* _Text passage_:
────────────────

Interstitial inflammation and interstitial fibrosis were semi-quantitatively graded as none, mild, moderate, or severe on light-microscopic sections for clinical biopsy reports by a nephro-pathologist blinded to urine biomarker data. The stains used to estimate the percentage of involved cortex were hematoxylin and eosin, periodic-acid Schiff, and tri-chrome. None was considered to be up to 5% of the renal interstitium; mild between 6 and 25%, moderate between 26 and 50%, and severe greater than 50% 1, 29. For analysis biopsies with no-mild inflammation were combined, and biopsies with moderate and severe fibrosis were combined. The rationale for this grouping was to model and distinguish clinically significant interstitial disease, as has been shown in previous studies 1, 30.
Urine MCP1 levels were measured using the Quantikine Human CCL2/MCP1 ELISA kit from R &D Systems (Minneapolis, MN) as before 13. uMCP-1 was normalized to urine creatinine. Creatinine was measured with a Creatinine Detection Kit (Assay Designs, Ann Arbor, MI). The final values were expressed as ng MCP-1/mg creatine.
Urine L-FABP level was measured using the Human L-FABP ELISA kit from CMIC Ltd. (Tokyo, Japan) following the manufacture’s protocol and uLFABP was corrected by urine creatinine. The final values were expressed as ng L-FABP/mg creatine.

────────────────

* _Data extracts_:
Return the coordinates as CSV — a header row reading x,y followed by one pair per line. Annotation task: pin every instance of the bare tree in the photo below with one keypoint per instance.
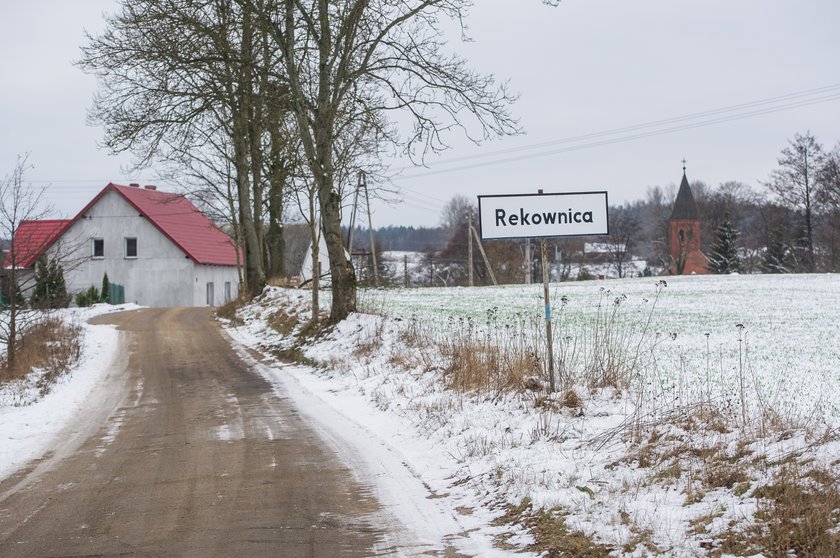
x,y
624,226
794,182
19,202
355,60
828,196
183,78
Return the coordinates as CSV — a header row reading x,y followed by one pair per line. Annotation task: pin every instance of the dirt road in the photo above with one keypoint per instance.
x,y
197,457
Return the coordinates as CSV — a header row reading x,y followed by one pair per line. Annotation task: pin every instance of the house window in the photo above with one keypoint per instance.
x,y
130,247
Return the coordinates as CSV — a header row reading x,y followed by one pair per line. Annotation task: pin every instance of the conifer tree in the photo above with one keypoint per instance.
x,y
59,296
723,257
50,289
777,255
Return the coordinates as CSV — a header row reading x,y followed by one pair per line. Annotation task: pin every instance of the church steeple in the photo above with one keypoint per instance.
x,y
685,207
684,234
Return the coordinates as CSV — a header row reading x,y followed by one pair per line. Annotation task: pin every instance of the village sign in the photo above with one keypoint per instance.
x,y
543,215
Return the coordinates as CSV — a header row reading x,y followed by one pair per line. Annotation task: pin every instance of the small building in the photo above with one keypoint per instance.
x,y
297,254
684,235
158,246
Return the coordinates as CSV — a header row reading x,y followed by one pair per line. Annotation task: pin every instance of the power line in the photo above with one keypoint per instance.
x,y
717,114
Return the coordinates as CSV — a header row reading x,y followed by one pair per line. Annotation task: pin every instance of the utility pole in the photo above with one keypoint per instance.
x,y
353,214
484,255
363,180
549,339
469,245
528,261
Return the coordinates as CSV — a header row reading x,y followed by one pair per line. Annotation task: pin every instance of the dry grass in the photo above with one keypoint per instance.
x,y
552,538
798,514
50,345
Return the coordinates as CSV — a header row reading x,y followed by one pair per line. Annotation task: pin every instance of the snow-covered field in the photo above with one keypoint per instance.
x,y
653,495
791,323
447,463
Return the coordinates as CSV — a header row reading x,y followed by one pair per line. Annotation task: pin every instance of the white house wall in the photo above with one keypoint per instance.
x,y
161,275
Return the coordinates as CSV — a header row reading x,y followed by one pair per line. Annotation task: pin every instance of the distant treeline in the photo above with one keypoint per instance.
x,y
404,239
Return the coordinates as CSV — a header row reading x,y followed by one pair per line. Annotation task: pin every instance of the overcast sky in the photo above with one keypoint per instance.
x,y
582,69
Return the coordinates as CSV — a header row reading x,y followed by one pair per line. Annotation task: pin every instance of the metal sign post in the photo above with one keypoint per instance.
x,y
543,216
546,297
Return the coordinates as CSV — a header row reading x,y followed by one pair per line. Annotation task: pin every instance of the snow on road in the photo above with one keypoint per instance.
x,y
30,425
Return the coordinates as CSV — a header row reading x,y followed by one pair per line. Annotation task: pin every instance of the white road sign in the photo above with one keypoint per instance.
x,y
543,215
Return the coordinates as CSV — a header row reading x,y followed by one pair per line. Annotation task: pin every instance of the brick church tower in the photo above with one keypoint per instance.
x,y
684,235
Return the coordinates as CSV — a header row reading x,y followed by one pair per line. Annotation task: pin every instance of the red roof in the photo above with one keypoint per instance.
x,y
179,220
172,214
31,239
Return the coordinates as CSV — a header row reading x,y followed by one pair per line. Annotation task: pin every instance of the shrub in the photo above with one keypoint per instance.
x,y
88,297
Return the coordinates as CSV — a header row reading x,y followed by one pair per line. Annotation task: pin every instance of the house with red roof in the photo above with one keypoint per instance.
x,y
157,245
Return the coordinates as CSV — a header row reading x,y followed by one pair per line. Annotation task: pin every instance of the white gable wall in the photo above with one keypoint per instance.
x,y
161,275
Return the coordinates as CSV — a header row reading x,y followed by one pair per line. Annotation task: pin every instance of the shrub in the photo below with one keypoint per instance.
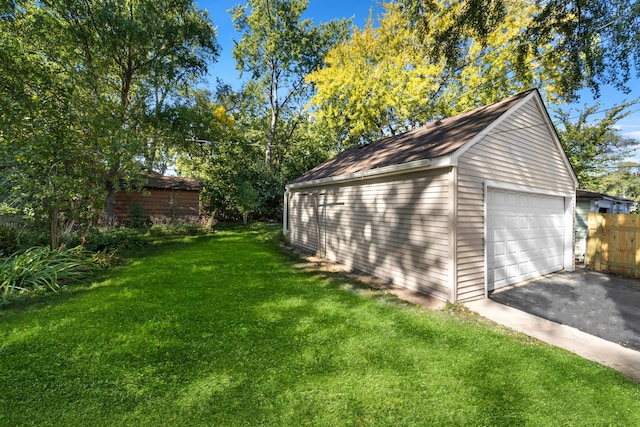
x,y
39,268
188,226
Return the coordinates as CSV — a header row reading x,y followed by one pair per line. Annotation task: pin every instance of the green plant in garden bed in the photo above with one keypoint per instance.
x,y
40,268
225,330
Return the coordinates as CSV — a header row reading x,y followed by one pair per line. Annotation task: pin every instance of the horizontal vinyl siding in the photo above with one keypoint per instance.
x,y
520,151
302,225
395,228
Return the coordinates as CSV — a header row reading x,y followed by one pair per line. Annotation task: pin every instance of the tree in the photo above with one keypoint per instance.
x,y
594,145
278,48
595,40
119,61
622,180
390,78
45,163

────────────────

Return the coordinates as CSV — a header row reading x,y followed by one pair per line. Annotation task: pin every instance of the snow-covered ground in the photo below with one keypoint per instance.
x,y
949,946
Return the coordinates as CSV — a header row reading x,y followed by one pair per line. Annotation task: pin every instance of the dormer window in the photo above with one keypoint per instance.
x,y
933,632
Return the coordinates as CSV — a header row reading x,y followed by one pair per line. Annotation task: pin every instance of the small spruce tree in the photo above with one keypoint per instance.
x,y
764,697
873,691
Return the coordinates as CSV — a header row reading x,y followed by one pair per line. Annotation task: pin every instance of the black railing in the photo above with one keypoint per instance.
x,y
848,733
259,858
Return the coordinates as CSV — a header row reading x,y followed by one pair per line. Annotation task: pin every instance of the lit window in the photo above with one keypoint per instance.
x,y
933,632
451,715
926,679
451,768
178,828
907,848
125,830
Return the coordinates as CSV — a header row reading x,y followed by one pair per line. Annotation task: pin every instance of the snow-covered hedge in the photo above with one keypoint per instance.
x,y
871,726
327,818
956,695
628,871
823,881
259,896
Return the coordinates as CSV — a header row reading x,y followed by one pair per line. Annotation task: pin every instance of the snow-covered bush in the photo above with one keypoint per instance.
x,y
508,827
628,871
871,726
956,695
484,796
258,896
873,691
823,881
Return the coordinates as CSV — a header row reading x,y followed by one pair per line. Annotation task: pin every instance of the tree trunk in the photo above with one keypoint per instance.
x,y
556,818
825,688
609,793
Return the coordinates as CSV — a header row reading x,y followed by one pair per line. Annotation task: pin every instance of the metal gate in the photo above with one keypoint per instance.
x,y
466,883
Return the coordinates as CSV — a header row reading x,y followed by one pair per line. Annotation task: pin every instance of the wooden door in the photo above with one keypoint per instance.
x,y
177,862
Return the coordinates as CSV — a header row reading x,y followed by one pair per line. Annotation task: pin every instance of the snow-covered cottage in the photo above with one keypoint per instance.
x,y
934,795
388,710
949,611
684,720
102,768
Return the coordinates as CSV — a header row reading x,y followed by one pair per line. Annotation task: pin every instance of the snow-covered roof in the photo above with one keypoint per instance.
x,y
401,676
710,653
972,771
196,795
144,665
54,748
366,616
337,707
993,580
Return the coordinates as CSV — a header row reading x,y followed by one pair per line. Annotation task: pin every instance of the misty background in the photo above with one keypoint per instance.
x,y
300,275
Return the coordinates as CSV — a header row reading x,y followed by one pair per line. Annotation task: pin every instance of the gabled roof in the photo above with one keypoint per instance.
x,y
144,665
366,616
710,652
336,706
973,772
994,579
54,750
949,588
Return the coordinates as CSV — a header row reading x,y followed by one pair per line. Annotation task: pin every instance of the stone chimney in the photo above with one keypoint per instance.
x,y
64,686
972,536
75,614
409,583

────────────────

* _Task instructions_:
1 – In the methods passage, what share of the renal interstitium was graded as moderate?
2 – Reproduce the methods passage word for word, everything from "Interstitial inflammation and" down to "studies 1, 30.".

* _Solutions below_:
1 – Between 26 and 50%.

2 –
Interstitial inflammation and interstitial fibrosis were semi-quantitatively graded as none, mild, moderate, or severe on light-microscopic sections for clinical biopsy reports by a nephro-pathologist blinded to urine biomarker data. The stains used to estimate the percentage of involved cortex were hematoxylin and eosin, periodic-acid Schiff, and tri-chrome. None was considered to be up to 5% of the renal interstitium; mild between 6 and 25%, moderate between 26 and 50%, and severe greater than 50% 1, 29. For analysis biopsies with no-mild inflammation were combined, and biopsies with moderate and severe fibrosis were combined. The rationale for this grouping was to model and distinguish clinically significant interstitial disease, as has been shown in previous studies 1, 30.